◆ Problem to work on
Can you pick up the passage below on performance tuning during the analysis phase and carry it on from its last sentence?

◆ Text
____

The analysis phase does not usually specify either the structure of the application or the technology (e.g., you might specify that the application uses a database, but probably not which database or even which type of database). The analysis phase specifies what the application will do (and might do), not how it is done, except in the most general terms.

Here are major performance-tuning considerations during the analysis phase:

Determining general characteristics of objects, data, and users (e.g., number of objects in the application)
Specifying expected or acceptable performance boundaries (e.g., functionality X should take less than M seconds)
Identifying probable performance limitations from the determined specifications (e.g., function Y is an HTTP connection, and so is dependent on the quality of the network path and the availability of the server)
Eliminating any performance conflicts by extending, altering, or restating the specifications (e.g., the specification states query Z must always respond within N seconds, but this cannot be guaranteed without altering the specification to provide an alternative default result)

Performance goals should be an explicit part of the analysis and should form part of the specification. The analysis phase should include time to analyze the performance impacts of the requirements.

The general characteristics of the application can be determined by asking the following questions about the application:

How many objects will there be, and what are their sizes (average and distribution)? What is the total amount of data being manipulated, and how are the manipulations expected to be performed (database access, file access, object storage, etc.)?
What is a transaction for the application? If there are several types of transactions, define each type. Include details such as the number of objects created, deleted, or changed; the duration of the transactions (average and distribution); and expected transaction amounts (transactions per second), both per person and for the system as a whole. Define how data is accessed and queried for, and how often.

____

Stored items from a collection:
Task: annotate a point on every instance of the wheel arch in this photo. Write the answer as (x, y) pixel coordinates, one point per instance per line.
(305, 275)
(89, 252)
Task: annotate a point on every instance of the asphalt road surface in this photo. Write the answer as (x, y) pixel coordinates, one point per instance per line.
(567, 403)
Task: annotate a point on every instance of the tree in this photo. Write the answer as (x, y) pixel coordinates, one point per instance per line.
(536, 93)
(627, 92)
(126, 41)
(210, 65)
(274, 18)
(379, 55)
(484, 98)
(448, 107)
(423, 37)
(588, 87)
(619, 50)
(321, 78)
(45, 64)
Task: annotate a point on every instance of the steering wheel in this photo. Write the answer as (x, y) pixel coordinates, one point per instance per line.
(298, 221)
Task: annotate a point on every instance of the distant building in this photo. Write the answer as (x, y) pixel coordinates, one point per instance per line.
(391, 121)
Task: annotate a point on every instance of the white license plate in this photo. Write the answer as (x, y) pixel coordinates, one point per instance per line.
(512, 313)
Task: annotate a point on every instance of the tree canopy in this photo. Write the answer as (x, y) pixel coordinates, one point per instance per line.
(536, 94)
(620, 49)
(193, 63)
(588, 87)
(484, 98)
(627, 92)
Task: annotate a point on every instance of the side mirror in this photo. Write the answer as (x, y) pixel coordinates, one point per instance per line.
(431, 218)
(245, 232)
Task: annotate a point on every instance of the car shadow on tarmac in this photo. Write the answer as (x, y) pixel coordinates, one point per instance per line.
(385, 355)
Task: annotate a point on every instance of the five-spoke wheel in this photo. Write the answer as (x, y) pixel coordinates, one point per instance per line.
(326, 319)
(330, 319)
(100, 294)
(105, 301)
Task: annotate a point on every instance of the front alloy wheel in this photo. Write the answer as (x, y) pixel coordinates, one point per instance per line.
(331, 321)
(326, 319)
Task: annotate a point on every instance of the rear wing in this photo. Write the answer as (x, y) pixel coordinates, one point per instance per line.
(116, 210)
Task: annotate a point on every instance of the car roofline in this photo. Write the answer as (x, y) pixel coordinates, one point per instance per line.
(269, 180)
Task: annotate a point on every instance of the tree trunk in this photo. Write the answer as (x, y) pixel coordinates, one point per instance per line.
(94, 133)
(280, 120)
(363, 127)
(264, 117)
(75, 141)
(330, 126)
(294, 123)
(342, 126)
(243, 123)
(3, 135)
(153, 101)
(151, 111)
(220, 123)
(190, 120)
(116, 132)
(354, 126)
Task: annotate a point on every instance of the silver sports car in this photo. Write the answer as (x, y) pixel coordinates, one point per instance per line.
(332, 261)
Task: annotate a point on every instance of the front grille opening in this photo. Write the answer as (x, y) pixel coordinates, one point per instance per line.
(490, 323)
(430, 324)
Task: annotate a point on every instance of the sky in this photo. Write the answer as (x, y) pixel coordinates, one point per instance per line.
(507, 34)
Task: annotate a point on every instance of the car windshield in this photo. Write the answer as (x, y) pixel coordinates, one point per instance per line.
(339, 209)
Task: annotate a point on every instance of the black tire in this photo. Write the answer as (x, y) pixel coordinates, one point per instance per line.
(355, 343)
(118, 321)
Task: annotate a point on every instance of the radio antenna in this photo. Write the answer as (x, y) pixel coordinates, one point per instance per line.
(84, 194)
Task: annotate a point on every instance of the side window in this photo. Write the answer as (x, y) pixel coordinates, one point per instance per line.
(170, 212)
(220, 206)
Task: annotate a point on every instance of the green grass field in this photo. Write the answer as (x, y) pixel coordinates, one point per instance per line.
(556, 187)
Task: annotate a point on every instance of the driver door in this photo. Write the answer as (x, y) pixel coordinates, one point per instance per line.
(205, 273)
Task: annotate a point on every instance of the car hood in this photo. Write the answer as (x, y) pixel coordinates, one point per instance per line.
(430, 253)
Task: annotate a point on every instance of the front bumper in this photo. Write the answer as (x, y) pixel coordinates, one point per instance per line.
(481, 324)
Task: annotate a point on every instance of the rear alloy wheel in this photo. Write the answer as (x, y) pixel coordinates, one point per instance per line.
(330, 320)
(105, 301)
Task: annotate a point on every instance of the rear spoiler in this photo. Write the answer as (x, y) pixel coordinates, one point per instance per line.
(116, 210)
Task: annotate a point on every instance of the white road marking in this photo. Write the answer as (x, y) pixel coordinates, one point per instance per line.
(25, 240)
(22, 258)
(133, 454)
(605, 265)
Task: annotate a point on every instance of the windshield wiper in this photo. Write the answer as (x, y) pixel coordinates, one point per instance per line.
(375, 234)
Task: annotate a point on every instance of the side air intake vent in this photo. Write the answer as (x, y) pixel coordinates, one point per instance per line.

____

◆ Exercise answer
How many simultaneous users will use the application, and what level of concurrency is expected for those simultaneous users? (Are they accessing the same resources, and if so, how many resources and what type of access?)
What is the expected distribution of the application? This is, of course, mainly relevant for distributed applications. This applies back to the last point, but focuses on the distributed resources that are necessarily used simultaneously.

You can use the answers to these questions to provide an abstract model of the application. Applying this abstract model to a generalized computer architecture allows you to identify any performance problems. For example, if the application is a multiplayer game to be played across a network, a simple model of a network together with the objects (numbers and sizes) that need to be distributed, the number of users and their expected distributions, and possible patterns of play provide the information you need to identify whether the specified application can run over the network. If, after including safety factors, the network can easily cope with the traffic, that section of the application is validated. If the game is unplayable when you put in minimum bandwidths of 56K (typical modem connection) and latency (network communication response time) of 400 milliseconds, you need to reexamine the specifications.

This type of analysis is part of software performance engineering. The general technique for performance tuning prior to actually testing the code (i.e., testing at the analysis and design phases) is to predict the application performance based on the best available data.^[5] This technique is covered in detail in the book High Performance Client/Server by Chris Loosley and Frank Douglas (John Wiley & Sons).

^[5] This is a scientific technique referred to as "successive approximation by the application of empirically derived data." Another name for it is "educated guessing."

One of the most significant aspects to examine at the analysis phase is the expected performance gains and drawbacks of distributed computing. Distributing sections of applications always implies some performance drawback. After all, network communication is always slower than interprocess communication on the same machine, and interprocess communication is always slower than component-to-component communication within the same process. Good design usually emphasizes decoupling components, but good performance often requires close coupling. These are not always conflicting requirements, but you do need to bear in mind this potential conflict.

For distributed applications, distributed components should be coupled in such a way as to minimize the communication between those components. The goal is to limit the number of messages that need to be sent back and forth between components, as too many network message transfers can have a detrimental effect on performance. Components engaged in extended conversations over a network spend most of their time sitting idle, waiting for responses. For this type of situation, the network latency tends to dominate the performance.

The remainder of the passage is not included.